Exercise task 1: Count the lines of the listing below that contain the string "wooden", treating uppercase and lowercase as different. Reply with the number only.
-- begin Excerpted passage --
In many ways, the overnight camp experience is about your child pushing boundaries and becoming more independent. So, let your daughter take charge of the preparations — with your assistance of course! Shop together for supplies. Have her choose practical items and a few fun things, too. After you’ve finished shopping, do the packing together.  

As a first-time camper, your daughter may feel uncomfortable, awkward, and just plain scared. Validate her feelings. Explain that other newbies at camp will most likely be feeling the same. Let her know that the first few days might be tough, but by pushing past her comfort zone she will grow emotionally and feel a sense of accomplishment. Stay positive yet realistic. Otherwise, at the first sight of an issue, she’ll be calling you to pick her up. Brainstorm with her to come up with five goals she can reach at camp. For instance, make a friend from another school or learn a new craft or sport. 

Sleepaway camp is an incredible adventure filled with fun from start to finish, but it doesn’t mean that homesickness won’t come into the equation now and then. When you’re packing together, make sure to add a couple of photos from home. Additionally, pack lots of writing materials. Whether it’s a personal journal or paper for letter writing, provide her with a medium to jot down her feelings. Another idea is to write letters and leave them in various spots so that as she unpacks she will feel your love from afar. You can also send letters to camp. Whether she replies or not, she will be thrilled to receive mail from home! 

However, you send letters, be cautious of what to include.  Don’t make her feel guilty (i.e. “It’s so lonely here without you”). Avoid adding bad news (i.e. “Aunt So-and-so is sick”). Avoid amazing news that will make them think home is much more awesome than camp (i.e. “We got a new pool!”) Instead, try to dwell on the camp experience. Ask loads of questions and if possible, send a cool care package.
-- end Excerpted passage --
Exercise task 2: Render this sentence from the passage on preparing a daughter for sleepaway camp in Spanish: "Explain that other newbies at camp will most likely be feeling the same."
-- begin Supplied material --
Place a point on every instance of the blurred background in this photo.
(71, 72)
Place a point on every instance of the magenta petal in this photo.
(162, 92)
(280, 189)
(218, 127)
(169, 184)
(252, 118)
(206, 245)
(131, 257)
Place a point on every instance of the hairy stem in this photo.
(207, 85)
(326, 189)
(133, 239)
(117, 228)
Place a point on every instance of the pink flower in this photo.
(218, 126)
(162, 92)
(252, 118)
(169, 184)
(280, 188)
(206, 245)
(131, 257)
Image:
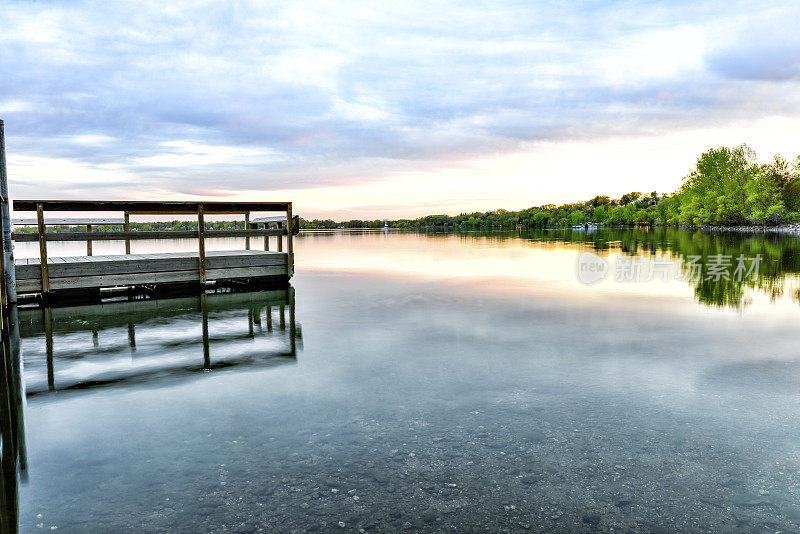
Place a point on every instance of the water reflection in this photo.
(150, 341)
(12, 428)
(780, 257)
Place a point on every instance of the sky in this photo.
(388, 109)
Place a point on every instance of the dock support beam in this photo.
(201, 237)
(289, 244)
(247, 227)
(9, 285)
(42, 249)
(126, 227)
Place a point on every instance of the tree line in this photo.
(727, 187)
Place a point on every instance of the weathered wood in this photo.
(162, 277)
(289, 243)
(45, 280)
(137, 263)
(201, 239)
(126, 227)
(149, 207)
(68, 221)
(8, 286)
(117, 314)
(128, 236)
(247, 227)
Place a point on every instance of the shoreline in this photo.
(785, 229)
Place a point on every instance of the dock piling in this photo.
(9, 285)
(201, 238)
(43, 249)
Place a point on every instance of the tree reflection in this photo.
(780, 257)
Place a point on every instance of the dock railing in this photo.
(255, 228)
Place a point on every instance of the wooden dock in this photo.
(262, 334)
(83, 277)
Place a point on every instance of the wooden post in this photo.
(9, 275)
(201, 237)
(43, 250)
(247, 227)
(289, 244)
(126, 226)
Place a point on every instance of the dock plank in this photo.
(154, 268)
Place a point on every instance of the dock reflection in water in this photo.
(12, 428)
(137, 342)
(146, 341)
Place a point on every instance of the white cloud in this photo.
(319, 95)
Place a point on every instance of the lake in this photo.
(558, 381)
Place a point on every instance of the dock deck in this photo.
(80, 278)
(88, 272)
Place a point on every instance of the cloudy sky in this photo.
(388, 109)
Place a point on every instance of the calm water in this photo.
(428, 383)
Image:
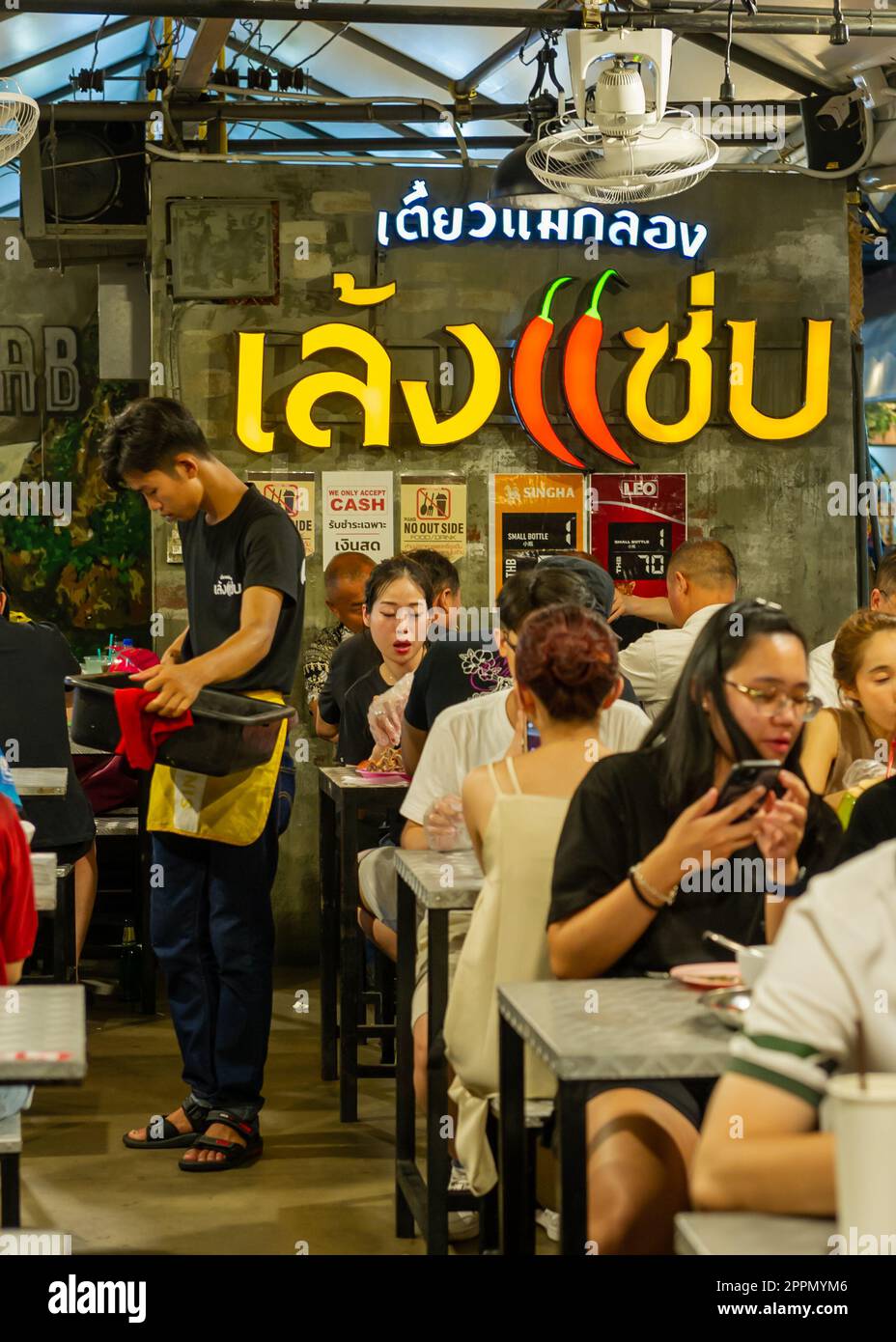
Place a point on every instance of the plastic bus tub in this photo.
(230, 732)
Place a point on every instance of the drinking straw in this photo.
(861, 1056)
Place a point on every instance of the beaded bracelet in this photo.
(657, 894)
(640, 895)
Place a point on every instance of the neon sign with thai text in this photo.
(373, 391)
(481, 222)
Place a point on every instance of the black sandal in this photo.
(234, 1152)
(171, 1135)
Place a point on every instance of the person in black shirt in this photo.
(216, 843)
(872, 822)
(34, 663)
(350, 660)
(634, 825)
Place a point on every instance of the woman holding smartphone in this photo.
(638, 823)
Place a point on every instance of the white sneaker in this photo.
(462, 1225)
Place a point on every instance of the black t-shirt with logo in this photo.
(255, 546)
(451, 673)
(34, 663)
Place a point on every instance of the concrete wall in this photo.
(92, 577)
(778, 246)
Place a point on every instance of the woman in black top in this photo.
(396, 605)
(634, 825)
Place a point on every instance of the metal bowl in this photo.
(727, 1004)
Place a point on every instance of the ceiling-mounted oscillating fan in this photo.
(621, 148)
(17, 121)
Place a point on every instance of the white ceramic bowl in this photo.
(751, 966)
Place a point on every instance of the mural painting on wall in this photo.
(579, 358)
(75, 551)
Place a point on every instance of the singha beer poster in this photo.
(533, 516)
(434, 515)
(637, 522)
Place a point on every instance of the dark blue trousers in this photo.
(213, 936)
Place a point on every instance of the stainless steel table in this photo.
(589, 1031)
(342, 796)
(437, 883)
(43, 1039)
(43, 1033)
(751, 1234)
(41, 783)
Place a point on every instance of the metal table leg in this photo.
(142, 886)
(329, 937)
(406, 1131)
(517, 1193)
(571, 1117)
(437, 1159)
(10, 1194)
(63, 926)
(349, 966)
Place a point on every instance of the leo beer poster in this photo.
(533, 516)
(434, 515)
(357, 513)
(637, 522)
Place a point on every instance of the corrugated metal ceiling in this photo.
(338, 61)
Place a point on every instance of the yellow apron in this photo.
(230, 809)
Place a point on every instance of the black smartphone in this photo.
(746, 774)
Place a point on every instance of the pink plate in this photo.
(715, 973)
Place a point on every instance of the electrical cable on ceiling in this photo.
(444, 114)
(317, 52)
(726, 92)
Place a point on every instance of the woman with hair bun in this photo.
(864, 660)
(566, 674)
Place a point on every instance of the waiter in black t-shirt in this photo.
(214, 840)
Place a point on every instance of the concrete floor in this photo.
(320, 1181)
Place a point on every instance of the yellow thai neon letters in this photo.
(817, 381)
(250, 364)
(372, 395)
(481, 403)
(348, 292)
(692, 350)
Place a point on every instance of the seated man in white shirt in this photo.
(821, 661)
(816, 1011)
(702, 577)
(462, 737)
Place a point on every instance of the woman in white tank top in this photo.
(566, 674)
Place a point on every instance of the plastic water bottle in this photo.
(129, 967)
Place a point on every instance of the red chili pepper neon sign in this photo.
(579, 368)
(527, 376)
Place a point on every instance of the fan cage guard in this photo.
(569, 161)
(20, 112)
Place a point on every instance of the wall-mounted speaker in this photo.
(83, 192)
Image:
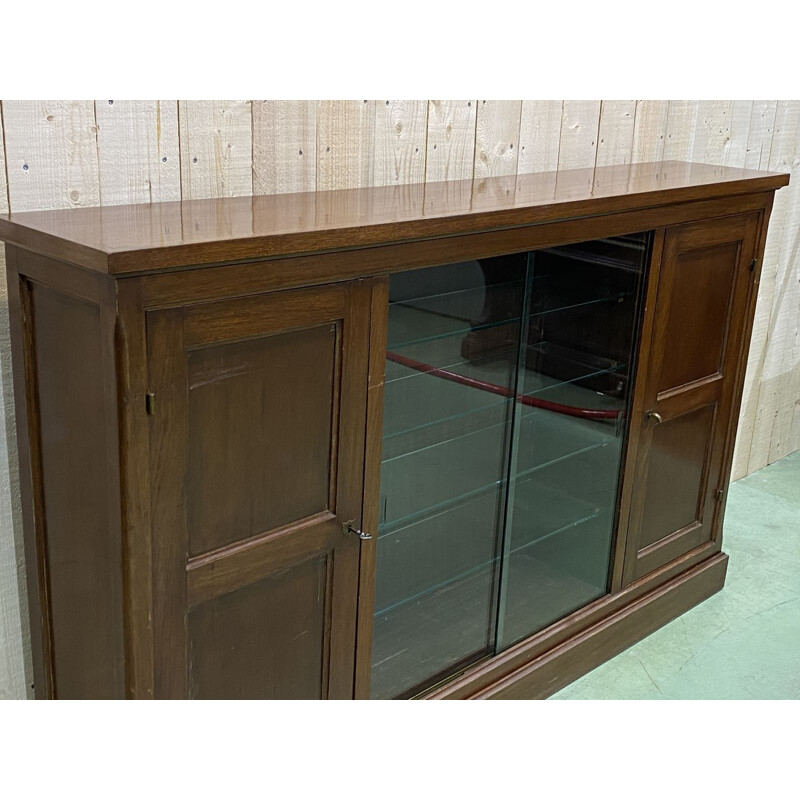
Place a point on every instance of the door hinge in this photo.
(347, 527)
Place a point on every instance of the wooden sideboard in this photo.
(457, 440)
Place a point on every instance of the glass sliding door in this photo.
(452, 355)
(507, 386)
(580, 327)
-- end Supplied material --
Final answer 1: 3

Final answer 2: Explica que lo más probable es que los demás novatos del campamento se sientan igual.